What is required —
Please rewrite the Salome review starting with "I didn't see" and going on through "to play him.", putting "comic figure" in place of "funny guy".
(Text section)
The actors frequently move away from their music stands and seem to know their lines well enough to make the scripts more prop than necessity. To enhance the sense of a full-bodied production, veteran costume designer Jane Greenwood has drssed the cast, which includes a baker's dozen of other actors, in a striking black and red palette of street clothes; lighting designer Howard Thies has created a reasonable facsimile of the head on the platter and Marisa Tomei does a sizzling dance even if it's more of a display of undulating belly than veils.
In any case, the real box office attraction here is Al Pacino, once again demonstrating that he's as larger-than-life a personality as Oscar Wilde, the man who wrote him this part of the tyrannical governor of Judea who married his brother's wife and now lusts for her daughter. Add three actors with, if not equal but respectable bang for the buck appeal -- Marisa Tomei as Salome, the spoiled princess who prefers the saintly prophet to her lustful stepfather, even if she can only have his severed head; Dianne Wiest as the the aristocratic Herodias; and David Strathairn as the righteous prophet whose rejection of Salome costs him his life. Who could wish for anything more?
Fans of Wilde's more mature social comedies like The Importance of Being Earnest, Lady Windermere's Fan and An Ideal Husband might wish for more of their epigrammatic wit than the flowery poetry of this first play, written in French with Sarah Bernhardt in mind. Despite the beautiful imagery, they might also prefer some of the diverse sources that inspired his feverish one-acter; for example, Massenet's opera and Mallarme's poem (both titled, Herodiade, a Flaubert short story (Herodias) and the Bible (Matthew 14: Mark 6).
Even viewers willing to accept the scripts on music stands as an effective device for a fuller appreciation of the poetic language, might wish that director Estelle Parsons had managed to make the sum of this Salome's parts coalesce into a more unified and moving drama over the two years the concept has been in development at the Actors' Studio, and with showcase readings at St. Ann's Warehouse in Brooklyn and the Bardavon Opera House in Poughkeepsie.
While the ornamental style has not affected the popularity of Salome, (the one by Richard Strauss), it has mitigated against Wilde's play being as frequently revived as his later works. Perhaps this semi-obscurity explains its hold on Pacino, an actor who not only has a bent for chewing scenery but who also likes to chew on an idea as persistently as a dog chews on a bone (e.g. his Looking for Richard). He is said to be the driving force behind this limited Broadway run even though he's previously played Herod in a 1992 Circle Repertory Company production (fully staged and an even more limited run).
I didn't see Pacino's earlier take on this role, but like it or not, his Herod is a very funny guy. Maybe, short of doing Salome as an eye-poppingly inventive puppet show, as the Hensen Puppet Festival did three years ago, humor is the best way to play him.
(End Text section)
(Supplied information)
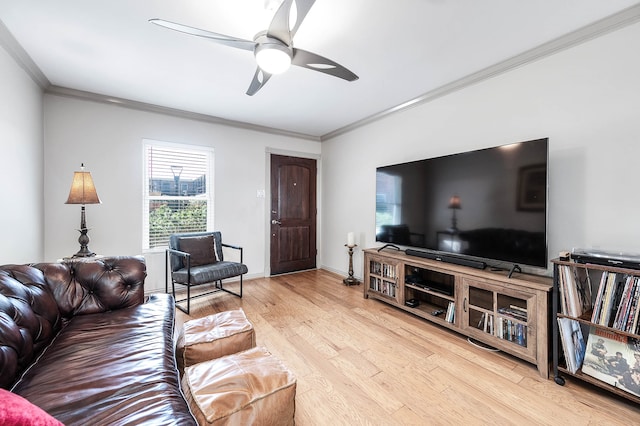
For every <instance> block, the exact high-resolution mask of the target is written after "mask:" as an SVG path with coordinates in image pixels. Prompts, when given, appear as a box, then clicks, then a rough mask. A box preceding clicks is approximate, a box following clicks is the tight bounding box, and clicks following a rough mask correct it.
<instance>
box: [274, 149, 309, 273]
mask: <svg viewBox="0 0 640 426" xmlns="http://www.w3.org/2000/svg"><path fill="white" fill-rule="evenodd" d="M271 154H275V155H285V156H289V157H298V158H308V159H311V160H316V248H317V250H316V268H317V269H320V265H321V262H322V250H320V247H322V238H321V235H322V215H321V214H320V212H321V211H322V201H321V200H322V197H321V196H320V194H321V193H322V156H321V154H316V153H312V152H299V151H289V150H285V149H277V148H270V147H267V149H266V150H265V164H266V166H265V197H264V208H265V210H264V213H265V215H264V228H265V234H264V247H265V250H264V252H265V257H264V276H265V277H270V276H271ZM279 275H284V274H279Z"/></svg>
(End Supplied information)
Solution to the problem —
I didn't see Pacino's earlier take on this role, but like it or not, his Herod is a very comic figure. Maybe, short of doing Salome as an eye-poppingly inventive puppet show, as the Hensen Puppet Festival did three years ago, humor is the best way to play him.